(Supplied records)
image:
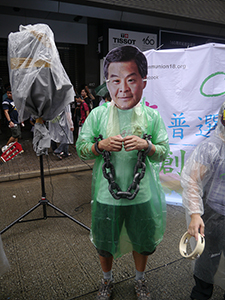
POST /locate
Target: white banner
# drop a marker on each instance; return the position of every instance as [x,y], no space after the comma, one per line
[144,41]
[187,87]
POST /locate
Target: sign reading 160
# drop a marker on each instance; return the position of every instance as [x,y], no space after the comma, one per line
[148,41]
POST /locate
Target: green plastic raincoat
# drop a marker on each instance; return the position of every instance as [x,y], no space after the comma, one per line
[115,223]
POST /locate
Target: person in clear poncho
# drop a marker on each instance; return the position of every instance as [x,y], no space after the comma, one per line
[121,226]
[203,182]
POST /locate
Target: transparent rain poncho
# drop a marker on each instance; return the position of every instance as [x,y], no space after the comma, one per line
[59,127]
[203,182]
[40,85]
[108,231]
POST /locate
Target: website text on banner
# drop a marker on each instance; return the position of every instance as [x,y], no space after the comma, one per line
[187,86]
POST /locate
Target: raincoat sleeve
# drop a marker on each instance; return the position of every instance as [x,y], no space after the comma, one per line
[90,129]
[195,175]
[68,116]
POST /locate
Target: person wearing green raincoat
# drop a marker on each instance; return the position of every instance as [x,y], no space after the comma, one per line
[121,225]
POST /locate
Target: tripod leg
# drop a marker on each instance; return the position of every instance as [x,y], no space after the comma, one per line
[68,216]
[21,217]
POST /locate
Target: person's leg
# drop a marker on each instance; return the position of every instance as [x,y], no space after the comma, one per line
[140,261]
[141,289]
[106,263]
[106,286]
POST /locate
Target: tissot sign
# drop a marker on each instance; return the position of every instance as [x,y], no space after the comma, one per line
[144,41]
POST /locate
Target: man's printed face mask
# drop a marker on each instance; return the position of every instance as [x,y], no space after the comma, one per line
[125,84]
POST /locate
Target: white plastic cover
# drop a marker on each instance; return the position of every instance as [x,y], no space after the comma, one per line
[40,85]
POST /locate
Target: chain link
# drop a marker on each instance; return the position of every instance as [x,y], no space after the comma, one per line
[114,188]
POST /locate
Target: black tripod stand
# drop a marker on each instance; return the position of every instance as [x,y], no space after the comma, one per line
[44,202]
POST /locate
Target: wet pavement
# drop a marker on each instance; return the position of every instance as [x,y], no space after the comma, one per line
[51,256]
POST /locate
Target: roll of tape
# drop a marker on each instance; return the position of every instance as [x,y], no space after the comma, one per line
[200,245]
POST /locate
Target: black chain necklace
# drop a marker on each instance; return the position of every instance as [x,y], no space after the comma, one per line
[114,188]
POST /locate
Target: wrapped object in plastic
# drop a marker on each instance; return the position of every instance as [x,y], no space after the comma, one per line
[60,127]
[40,85]
[203,182]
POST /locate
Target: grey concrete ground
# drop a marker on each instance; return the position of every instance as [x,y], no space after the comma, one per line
[53,258]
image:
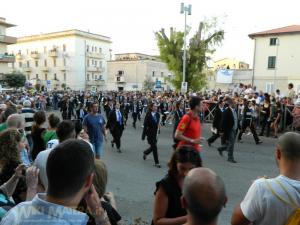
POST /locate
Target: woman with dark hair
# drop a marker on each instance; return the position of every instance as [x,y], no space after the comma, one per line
[37,133]
[167,203]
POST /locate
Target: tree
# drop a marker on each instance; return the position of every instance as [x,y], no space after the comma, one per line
[15,80]
[201,47]
[148,84]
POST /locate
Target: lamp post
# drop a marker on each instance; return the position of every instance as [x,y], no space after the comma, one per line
[185,9]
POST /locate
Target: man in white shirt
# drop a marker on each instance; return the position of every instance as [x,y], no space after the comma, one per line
[267,200]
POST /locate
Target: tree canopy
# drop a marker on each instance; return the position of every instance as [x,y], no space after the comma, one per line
[15,80]
[199,51]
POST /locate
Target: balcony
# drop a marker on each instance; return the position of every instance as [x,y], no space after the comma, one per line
[34,55]
[53,53]
[45,69]
[95,69]
[64,68]
[19,56]
[27,69]
[120,79]
[95,55]
[7,39]
[6,58]
[94,82]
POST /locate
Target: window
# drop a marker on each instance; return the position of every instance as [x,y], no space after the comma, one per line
[273,41]
[269,87]
[271,62]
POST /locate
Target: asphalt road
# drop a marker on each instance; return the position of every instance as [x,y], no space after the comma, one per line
[132,179]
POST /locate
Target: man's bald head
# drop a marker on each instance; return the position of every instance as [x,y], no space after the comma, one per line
[289,145]
[204,194]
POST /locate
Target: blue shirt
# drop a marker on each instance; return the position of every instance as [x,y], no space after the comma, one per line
[39,211]
[95,125]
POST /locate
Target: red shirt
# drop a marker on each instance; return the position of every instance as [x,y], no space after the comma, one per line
[191,128]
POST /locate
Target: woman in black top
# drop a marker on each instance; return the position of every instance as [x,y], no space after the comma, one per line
[37,133]
[167,203]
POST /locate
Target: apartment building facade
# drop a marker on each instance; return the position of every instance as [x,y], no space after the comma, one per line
[130,71]
[5,40]
[74,59]
[276,59]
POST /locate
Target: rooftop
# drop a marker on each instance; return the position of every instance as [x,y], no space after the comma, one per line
[278,31]
[73,32]
[4,23]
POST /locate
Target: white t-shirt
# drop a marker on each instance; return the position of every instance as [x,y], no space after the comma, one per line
[261,207]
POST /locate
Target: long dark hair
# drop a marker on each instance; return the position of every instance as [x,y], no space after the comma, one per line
[184,154]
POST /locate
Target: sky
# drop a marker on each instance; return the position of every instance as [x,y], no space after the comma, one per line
[131,23]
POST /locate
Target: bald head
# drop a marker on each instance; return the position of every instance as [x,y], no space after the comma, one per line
[289,144]
[204,195]
[15,121]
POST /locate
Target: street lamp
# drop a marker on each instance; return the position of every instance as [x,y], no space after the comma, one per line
[185,9]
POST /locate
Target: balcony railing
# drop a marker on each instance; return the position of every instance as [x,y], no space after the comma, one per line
[34,55]
[7,39]
[94,82]
[95,55]
[95,69]
[45,68]
[6,58]
[53,53]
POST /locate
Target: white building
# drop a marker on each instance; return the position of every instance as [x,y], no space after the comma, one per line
[5,40]
[277,59]
[129,71]
[75,58]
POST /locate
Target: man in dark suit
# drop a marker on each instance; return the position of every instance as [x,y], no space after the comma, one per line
[228,129]
[151,127]
[136,110]
[217,122]
[115,124]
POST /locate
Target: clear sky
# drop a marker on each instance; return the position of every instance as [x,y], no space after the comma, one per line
[131,24]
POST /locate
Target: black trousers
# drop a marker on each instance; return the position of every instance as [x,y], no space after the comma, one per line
[252,129]
[153,149]
[117,134]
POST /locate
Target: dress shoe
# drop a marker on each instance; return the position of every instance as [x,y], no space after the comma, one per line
[220,152]
[232,161]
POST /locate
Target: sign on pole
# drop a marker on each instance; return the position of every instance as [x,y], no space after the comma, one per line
[184,87]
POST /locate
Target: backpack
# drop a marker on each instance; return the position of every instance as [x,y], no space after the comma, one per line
[294,218]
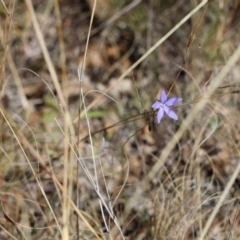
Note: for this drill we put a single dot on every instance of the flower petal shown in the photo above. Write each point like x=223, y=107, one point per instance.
x=160, y=114
x=163, y=96
x=170, y=113
x=173, y=101
x=156, y=105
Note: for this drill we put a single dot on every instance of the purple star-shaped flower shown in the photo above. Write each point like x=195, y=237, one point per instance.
x=165, y=106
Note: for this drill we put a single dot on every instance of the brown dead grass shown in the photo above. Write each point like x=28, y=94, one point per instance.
x=179, y=181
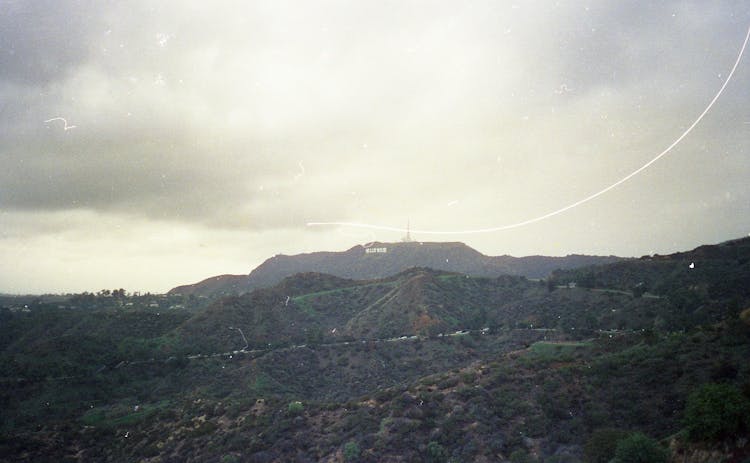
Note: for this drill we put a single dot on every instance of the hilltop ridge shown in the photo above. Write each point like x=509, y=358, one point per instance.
x=382, y=259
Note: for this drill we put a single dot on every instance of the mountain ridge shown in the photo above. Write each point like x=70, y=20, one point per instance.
x=382, y=259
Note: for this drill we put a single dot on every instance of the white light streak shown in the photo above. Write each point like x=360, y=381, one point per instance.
x=569, y=206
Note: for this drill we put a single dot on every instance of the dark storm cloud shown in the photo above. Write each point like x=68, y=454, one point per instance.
x=201, y=122
x=41, y=40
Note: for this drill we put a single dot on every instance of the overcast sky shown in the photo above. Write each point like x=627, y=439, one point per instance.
x=208, y=134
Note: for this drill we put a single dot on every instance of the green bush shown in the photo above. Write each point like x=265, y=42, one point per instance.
x=639, y=448
x=716, y=411
x=295, y=408
x=435, y=452
x=351, y=451
x=601, y=446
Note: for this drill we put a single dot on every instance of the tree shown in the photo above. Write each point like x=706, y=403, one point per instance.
x=639, y=448
x=716, y=411
x=295, y=408
x=435, y=452
x=351, y=451
x=601, y=446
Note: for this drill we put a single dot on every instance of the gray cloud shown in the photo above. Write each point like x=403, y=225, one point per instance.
x=257, y=117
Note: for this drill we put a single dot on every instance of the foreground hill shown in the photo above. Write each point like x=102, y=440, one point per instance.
x=380, y=260
x=421, y=366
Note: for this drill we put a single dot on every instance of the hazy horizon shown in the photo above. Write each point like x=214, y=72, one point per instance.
x=201, y=139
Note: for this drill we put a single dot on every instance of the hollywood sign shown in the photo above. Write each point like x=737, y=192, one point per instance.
x=375, y=250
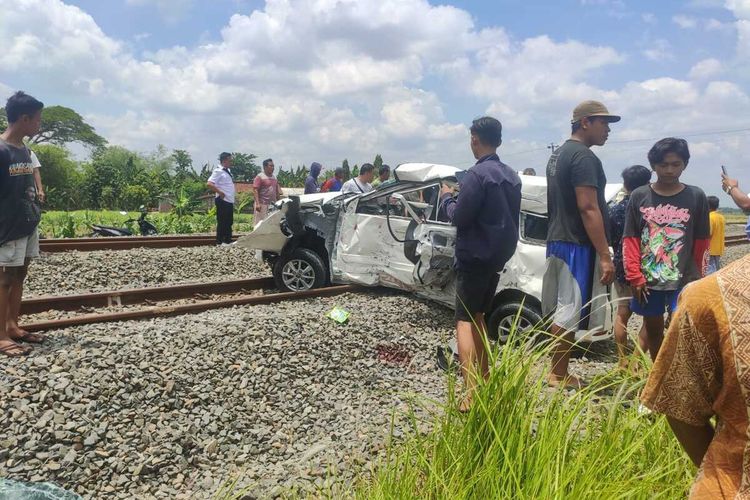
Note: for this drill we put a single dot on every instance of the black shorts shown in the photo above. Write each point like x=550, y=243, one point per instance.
x=475, y=291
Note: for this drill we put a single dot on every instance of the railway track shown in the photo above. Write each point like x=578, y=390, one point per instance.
x=128, y=242
x=740, y=239
x=207, y=296
x=124, y=242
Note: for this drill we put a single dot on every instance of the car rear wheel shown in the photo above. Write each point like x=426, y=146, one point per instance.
x=507, y=316
x=300, y=270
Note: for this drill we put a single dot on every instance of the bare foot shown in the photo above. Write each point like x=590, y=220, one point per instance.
x=19, y=334
x=11, y=349
x=566, y=382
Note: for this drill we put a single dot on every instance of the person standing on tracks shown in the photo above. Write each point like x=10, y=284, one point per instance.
x=20, y=214
x=334, y=183
x=486, y=215
x=266, y=191
x=666, y=240
x=360, y=184
x=311, y=183
x=741, y=199
x=222, y=183
x=577, y=236
x=718, y=226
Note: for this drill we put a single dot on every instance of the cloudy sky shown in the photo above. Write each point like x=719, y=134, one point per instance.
x=306, y=80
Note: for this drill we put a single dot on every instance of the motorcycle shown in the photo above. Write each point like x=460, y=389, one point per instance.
x=145, y=227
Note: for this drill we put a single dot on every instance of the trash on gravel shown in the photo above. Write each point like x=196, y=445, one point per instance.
x=339, y=315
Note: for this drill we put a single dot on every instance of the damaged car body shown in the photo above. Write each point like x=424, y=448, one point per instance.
x=394, y=237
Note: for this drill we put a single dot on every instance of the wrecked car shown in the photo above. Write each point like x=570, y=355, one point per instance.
x=393, y=237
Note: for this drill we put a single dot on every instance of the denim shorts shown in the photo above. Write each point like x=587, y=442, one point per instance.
x=658, y=302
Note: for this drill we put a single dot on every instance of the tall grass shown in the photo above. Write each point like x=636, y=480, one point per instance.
x=522, y=439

(What is being asked) Could you quote, exactly as they appear, the line containing "y=134, one point per instance." and every line after it to the end of the records above?

(Correct answer)
Note: for this drill we put a single dot on every instance of the cloudy sky shown in the photo above. Write each point like x=719, y=134, one point per instance.
x=306, y=80
Note: for this drill we put a single dot on every instance of the motorcycle shown in the photo above. Write each point like x=460, y=389, one point per instance.
x=145, y=227
Note: for this drill we put a single dot on every instance of the trash on gravel shown in the photo above. Write each point like x=196, y=445, one point per instance.
x=339, y=315
Note: for this drill we put a single dot on every instance of the damaged car body shown in the photo above. Write each point like x=424, y=448, one point per instance.
x=394, y=237
Note: for this drill we put a single dot on every instance of the wrecked car shown in the photo above. Write each point like x=570, y=355, one point per instance.
x=393, y=237
Note: for this drill we put a single dot on every instance of the denim shorts shown in the photo above. Write each point like x=587, y=442, one point per instance.
x=658, y=302
Note: for this drill we put a single dot on every instance of the tall grass shown in the photo above. Write each point like x=636, y=480, one point per instance.
x=522, y=439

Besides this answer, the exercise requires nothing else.